> [INSTRUCTIONS FOR THE TASK]: Scale the stretch of items below from the line containing "Objective — one dot per instance of the curtain" through the line containing "[[73, 132]]", and give only those lines again, requests included. Multiply every x and y coordinate in the answers by 1.15 and round each to a whole number, with halves rounded up.
-- Begin --
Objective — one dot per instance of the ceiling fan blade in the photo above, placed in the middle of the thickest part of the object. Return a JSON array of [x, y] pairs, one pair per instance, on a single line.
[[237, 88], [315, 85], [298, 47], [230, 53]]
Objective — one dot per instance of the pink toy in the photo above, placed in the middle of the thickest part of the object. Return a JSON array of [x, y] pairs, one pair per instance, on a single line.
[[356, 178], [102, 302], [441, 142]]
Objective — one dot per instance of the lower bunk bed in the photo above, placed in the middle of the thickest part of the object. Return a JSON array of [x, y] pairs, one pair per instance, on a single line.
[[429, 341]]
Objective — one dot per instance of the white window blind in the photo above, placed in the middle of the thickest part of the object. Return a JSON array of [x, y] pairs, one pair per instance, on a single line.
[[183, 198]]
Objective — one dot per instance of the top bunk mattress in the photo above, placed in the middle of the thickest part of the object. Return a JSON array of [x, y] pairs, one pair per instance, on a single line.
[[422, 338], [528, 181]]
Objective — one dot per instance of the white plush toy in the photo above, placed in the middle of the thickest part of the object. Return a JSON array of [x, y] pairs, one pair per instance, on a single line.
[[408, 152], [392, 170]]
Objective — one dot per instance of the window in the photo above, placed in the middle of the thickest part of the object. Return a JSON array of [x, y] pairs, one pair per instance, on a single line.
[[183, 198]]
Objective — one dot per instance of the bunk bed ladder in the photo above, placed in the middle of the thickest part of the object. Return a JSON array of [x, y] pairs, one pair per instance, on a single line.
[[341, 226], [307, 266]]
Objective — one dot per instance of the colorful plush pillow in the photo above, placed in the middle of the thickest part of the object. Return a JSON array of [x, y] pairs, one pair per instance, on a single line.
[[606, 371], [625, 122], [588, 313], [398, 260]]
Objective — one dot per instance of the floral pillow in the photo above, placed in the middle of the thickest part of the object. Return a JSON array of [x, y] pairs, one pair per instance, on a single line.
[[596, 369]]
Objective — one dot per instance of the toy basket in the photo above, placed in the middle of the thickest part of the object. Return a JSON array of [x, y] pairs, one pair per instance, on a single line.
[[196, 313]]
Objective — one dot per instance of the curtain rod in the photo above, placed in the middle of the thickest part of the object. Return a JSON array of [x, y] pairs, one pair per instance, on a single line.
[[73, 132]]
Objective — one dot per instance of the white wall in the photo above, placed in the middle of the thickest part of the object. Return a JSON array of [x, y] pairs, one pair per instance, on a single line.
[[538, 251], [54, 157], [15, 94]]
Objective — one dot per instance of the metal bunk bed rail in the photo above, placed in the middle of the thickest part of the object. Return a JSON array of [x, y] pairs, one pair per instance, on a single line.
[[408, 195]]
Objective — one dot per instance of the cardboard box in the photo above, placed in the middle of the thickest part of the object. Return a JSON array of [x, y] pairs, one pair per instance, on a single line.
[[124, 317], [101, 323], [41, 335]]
-- End --
> [EXPECTED ANSWER]:
Objective — one dot per instance of the curtain rod in the photo above, placed in the middle of the thickest part of the object. Return a JSON array of [x, y] pairs, one pair per instance, on a single line.
[[84, 152]]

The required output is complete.